SET PROBLEM:
Could you return the lines of the data below without any changes, starting with the line that contains "One point per instance of the commercial" and going on through the final line of the data?

++++ DATA TO PROCESS ++++

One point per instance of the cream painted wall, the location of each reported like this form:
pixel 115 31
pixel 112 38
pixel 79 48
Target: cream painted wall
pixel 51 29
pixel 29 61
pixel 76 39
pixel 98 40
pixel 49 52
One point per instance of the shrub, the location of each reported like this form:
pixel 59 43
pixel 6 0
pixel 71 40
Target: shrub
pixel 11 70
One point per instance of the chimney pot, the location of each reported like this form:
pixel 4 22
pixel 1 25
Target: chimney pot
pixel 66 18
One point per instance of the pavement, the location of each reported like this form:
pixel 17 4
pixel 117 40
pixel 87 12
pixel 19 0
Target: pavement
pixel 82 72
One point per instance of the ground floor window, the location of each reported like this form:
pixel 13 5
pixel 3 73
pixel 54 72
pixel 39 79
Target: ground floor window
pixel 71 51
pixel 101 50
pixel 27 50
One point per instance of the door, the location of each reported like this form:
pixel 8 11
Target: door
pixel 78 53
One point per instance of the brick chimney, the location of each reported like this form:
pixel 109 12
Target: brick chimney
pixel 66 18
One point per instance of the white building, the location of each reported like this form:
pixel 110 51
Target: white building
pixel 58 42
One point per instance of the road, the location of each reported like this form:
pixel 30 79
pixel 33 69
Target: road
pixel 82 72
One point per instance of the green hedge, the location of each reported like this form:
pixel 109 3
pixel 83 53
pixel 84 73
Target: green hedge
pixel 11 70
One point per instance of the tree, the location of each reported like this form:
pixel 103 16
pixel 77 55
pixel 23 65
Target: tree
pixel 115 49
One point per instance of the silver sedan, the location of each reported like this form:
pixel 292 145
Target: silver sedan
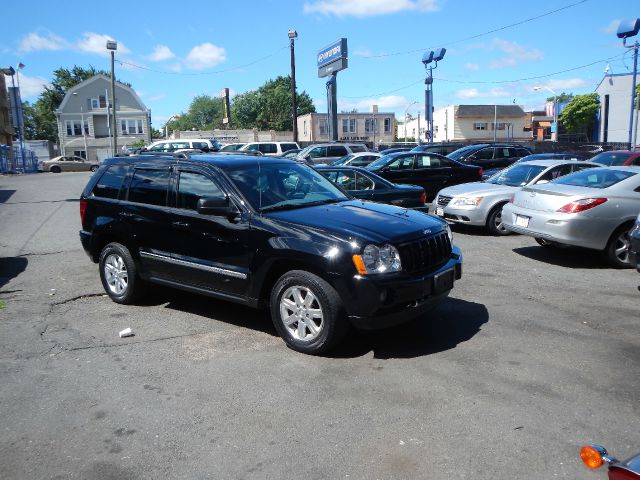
pixel 593 208
pixel 480 203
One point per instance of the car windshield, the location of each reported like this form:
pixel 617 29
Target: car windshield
pixel 611 159
pixel 594 178
pixel 463 152
pixel 517 176
pixel 281 186
pixel 343 160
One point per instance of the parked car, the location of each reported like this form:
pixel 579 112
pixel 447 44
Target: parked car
pixel 359 159
pixel 328 152
pixel 366 185
pixel 231 147
pixel 170 146
pixel 617 158
pixel 593 208
pixel 428 170
pixel 480 203
pixel 442 148
pixel 634 245
pixel 490 156
pixel 539 156
pixel 68 164
pixel 271 149
pixel 263 231
pixel 594 456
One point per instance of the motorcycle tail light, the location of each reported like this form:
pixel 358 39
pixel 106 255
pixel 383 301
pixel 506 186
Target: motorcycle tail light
pixel 591 457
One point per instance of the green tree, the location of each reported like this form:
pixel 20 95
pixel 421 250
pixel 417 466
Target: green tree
pixel 269 107
pixel 578 116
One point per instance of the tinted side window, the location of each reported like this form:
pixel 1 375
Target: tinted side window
pixel 194 186
pixel 110 182
pixel 149 186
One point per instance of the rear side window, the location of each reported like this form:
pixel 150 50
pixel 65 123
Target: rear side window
pixel 149 186
pixel 110 182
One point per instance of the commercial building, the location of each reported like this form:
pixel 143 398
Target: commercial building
pixel 84 126
pixel 614 91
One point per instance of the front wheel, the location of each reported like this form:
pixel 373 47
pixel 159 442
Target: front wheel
pixel 307 312
pixel 119 274
pixel 495 224
pixel 617 250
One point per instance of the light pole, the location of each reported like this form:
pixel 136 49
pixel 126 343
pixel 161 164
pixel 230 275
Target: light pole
pixel 627 30
pixel 294 101
pixel 554 135
pixel 113 46
pixel 406 110
pixel 427 58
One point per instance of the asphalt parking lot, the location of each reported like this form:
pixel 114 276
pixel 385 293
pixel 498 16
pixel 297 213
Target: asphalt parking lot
pixel 536 352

++++

ANSWER FOR THIS EXERCISE:
One point per instance of the commercial building, the location of each reported like this form:
pixel 143 398
Target: commercial building
pixel 84 126
pixel 614 91
One point per instance of the front wheel, the location of each reported like this form:
pixel 373 47
pixel 159 442
Target: front wheel
pixel 307 312
pixel 119 274
pixel 495 224
pixel 617 250
One point per instance of the light pole, the location of each reported like this form:
pixel 136 49
pixel 126 343
pixel 161 164
pixel 230 275
Target: light pole
pixel 627 30
pixel 294 101
pixel 554 135
pixel 113 46
pixel 406 110
pixel 427 58
One point per instance of the asphalt parking lot, the location of each reported like this form:
pixel 114 276
pixel 385 293
pixel 498 16
pixel 297 213
Target: asphalt parking lot
pixel 536 352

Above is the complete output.